-------- DATA LISTING
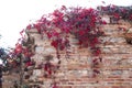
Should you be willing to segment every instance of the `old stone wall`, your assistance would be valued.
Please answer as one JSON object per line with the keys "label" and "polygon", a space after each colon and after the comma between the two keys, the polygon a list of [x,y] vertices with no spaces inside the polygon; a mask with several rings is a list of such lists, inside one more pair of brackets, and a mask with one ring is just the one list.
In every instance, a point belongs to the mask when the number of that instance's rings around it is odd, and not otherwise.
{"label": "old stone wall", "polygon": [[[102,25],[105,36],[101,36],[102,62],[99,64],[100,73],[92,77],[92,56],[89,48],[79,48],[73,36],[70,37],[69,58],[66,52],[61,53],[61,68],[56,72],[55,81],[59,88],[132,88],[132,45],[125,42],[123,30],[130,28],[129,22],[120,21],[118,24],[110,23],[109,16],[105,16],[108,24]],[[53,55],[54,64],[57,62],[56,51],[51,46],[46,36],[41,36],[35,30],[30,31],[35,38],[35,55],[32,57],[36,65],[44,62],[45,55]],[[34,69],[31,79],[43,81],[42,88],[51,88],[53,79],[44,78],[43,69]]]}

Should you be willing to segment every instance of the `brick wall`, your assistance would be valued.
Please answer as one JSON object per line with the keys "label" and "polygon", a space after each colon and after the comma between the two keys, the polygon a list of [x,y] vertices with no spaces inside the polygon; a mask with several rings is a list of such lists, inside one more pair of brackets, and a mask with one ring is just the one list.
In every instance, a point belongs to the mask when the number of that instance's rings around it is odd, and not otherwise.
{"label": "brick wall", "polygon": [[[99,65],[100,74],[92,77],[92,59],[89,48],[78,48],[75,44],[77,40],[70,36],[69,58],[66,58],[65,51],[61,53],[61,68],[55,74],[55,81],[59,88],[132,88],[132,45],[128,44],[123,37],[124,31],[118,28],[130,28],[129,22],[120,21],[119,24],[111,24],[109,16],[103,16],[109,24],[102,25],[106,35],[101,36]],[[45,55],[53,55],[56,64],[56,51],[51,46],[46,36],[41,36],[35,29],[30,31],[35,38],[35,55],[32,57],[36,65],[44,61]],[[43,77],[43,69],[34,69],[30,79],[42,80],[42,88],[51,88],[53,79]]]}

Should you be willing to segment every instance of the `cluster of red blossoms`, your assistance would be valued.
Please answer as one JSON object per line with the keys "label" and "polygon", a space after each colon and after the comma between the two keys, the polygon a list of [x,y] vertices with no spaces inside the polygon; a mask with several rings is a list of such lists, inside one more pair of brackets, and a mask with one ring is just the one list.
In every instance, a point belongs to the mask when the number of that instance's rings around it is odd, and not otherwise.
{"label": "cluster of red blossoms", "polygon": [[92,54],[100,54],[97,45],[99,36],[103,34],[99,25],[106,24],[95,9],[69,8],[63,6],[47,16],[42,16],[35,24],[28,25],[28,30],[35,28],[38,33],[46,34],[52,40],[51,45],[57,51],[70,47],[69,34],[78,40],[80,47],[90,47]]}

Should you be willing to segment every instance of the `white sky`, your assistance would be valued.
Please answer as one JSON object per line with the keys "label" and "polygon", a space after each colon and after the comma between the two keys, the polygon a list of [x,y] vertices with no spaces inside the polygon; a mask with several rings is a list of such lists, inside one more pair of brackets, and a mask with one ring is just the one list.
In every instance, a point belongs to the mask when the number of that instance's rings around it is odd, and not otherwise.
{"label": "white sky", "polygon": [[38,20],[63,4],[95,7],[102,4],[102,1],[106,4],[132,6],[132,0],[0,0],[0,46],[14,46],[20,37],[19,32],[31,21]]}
----------------
-------- DATA LISTING
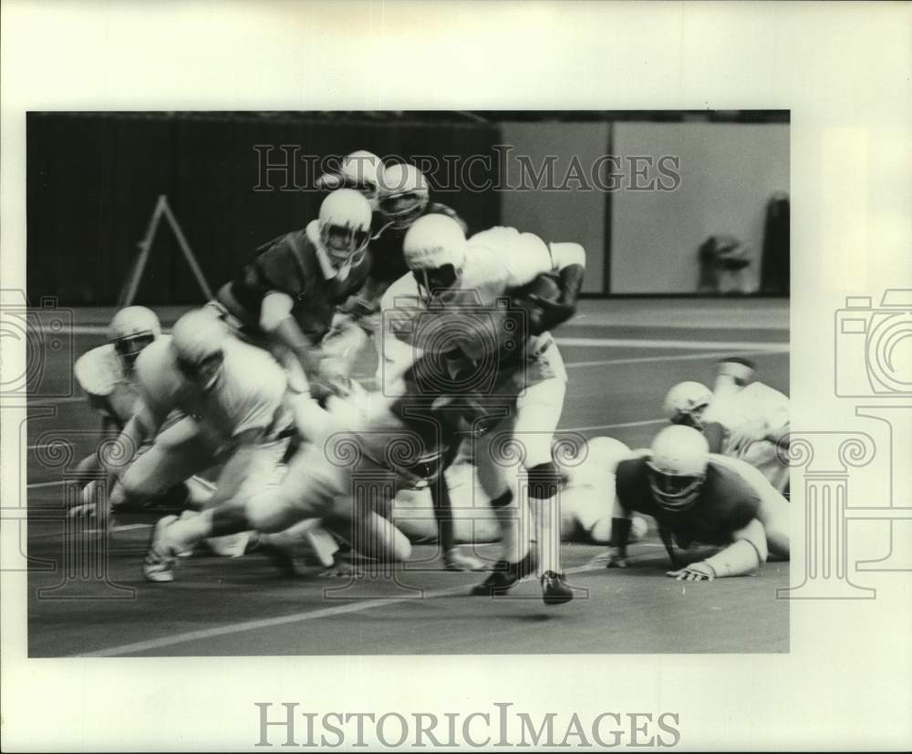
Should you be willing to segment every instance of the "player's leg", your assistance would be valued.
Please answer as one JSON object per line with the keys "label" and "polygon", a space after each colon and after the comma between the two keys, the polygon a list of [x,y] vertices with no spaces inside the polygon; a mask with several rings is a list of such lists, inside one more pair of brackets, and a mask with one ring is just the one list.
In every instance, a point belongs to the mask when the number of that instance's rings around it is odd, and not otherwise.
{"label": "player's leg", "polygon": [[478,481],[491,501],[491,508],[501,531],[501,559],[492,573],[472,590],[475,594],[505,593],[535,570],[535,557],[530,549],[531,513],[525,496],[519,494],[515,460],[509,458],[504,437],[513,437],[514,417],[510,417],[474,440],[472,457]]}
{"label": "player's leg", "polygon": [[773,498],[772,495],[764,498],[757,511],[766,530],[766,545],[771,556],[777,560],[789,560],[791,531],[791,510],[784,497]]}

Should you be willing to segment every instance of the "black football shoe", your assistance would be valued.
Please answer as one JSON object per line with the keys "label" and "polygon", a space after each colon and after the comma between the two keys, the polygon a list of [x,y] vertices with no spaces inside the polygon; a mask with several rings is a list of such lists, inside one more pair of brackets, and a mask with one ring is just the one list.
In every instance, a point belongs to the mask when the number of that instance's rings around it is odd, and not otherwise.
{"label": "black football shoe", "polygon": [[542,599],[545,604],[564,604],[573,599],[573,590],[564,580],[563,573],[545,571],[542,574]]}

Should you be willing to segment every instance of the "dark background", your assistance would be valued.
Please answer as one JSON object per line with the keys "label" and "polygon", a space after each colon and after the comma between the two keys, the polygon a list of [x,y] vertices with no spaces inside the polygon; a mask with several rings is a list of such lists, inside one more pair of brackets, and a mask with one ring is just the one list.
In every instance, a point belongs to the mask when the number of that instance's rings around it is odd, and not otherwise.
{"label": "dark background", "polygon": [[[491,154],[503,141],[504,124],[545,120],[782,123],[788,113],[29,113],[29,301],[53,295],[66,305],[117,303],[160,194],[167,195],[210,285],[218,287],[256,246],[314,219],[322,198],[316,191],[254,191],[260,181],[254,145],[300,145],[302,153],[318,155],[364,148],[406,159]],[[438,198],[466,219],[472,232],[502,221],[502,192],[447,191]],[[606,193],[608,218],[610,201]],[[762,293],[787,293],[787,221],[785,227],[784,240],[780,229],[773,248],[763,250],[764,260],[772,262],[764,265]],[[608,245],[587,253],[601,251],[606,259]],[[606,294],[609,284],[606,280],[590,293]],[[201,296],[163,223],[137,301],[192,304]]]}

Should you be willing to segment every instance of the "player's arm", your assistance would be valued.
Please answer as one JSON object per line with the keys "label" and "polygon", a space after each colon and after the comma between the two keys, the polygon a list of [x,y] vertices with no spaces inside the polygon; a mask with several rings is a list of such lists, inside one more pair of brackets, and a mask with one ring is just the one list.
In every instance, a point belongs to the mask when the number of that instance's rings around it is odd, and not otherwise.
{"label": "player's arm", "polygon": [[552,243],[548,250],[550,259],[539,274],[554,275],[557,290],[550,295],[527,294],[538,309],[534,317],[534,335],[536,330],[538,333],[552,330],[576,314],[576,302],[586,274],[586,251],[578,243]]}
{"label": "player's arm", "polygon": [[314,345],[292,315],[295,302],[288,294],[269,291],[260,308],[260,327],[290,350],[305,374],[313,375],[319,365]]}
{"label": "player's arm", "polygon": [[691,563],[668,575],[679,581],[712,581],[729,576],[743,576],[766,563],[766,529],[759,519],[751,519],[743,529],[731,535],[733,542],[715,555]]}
----------------
-------- DATA LISTING
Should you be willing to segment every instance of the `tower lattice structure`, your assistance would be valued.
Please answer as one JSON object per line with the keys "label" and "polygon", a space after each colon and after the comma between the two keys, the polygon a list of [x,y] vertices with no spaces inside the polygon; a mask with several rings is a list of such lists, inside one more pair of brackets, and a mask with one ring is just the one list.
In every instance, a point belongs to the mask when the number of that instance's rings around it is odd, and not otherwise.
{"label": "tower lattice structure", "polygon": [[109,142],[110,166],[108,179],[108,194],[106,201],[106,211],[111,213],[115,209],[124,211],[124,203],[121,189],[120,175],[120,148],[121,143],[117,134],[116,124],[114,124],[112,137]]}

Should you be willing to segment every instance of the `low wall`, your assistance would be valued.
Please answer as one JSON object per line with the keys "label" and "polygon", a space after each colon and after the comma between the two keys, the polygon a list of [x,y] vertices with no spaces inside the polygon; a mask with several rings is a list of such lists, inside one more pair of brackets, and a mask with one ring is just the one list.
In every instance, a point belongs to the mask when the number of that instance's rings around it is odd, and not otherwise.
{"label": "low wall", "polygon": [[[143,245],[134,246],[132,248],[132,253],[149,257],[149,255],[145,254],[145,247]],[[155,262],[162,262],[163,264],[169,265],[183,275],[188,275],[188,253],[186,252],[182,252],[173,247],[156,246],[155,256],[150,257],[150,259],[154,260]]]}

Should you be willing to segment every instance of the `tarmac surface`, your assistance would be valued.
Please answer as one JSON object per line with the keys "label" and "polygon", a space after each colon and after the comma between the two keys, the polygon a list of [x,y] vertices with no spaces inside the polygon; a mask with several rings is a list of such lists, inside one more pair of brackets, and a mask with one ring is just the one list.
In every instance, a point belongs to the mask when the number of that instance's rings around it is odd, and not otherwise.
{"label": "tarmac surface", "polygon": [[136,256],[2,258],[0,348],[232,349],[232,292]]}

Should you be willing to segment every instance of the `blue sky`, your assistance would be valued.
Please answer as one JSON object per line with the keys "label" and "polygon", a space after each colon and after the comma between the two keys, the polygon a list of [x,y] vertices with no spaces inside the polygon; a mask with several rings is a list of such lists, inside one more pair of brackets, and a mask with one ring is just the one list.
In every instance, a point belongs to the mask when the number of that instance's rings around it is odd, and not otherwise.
----------------
WHAT THIS TASK INVOLVES: Pull out every line of the records above that contains the string "football", copying each such line in full.

COMPLETED TASK:
Should you be willing to segment every instance of the "black football shoe", your assistance would be valued.
{"label": "black football shoe", "polygon": [[542,599],[545,604],[564,604],[573,599],[573,590],[564,580],[563,573],[545,571],[542,574]]}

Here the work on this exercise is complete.